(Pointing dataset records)
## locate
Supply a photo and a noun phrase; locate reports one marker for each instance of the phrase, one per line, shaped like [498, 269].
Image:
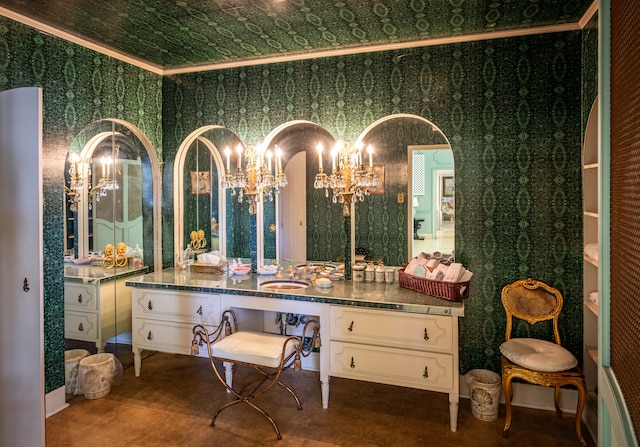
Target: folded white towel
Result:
[453, 272]
[415, 262]
[208, 258]
[441, 272]
[432, 264]
[421, 271]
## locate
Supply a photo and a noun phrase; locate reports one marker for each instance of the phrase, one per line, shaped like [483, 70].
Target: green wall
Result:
[512, 110]
[79, 86]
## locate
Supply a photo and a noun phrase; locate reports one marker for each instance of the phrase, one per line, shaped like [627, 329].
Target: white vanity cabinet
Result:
[163, 320]
[93, 312]
[396, 348]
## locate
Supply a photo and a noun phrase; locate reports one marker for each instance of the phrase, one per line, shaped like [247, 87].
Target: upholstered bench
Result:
[269, 354]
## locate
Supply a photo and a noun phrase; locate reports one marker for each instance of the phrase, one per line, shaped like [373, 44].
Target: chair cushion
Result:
[258, 348]
[540, 355]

▶ **THE TASK**
Gather every line in the records above that contains the string "phrase", matching case exactly.

▶ **REPLY TO THE TASK**
Supply a photo and a noun phrase; locate reports one marker for each instance of the phrase, one per line, shaped like [498, 269].
Supply a photo and a noun phrase; locate reports one marker for each instance of the phrase, one per line, shaped like [483, 70].
Supply a photo and a noun phrase; locate reports one marker for each instance of the phrase, one per line, shaped like [627, 329].
Supply a photo and a noun phrase; locate reports one marker for each instance of the phrase, one per line, shaped like [247, 87].
Supply a photo and a noun phrase; locate reports one marker for each instance of the phrase, one per line, shaped like [373, 44].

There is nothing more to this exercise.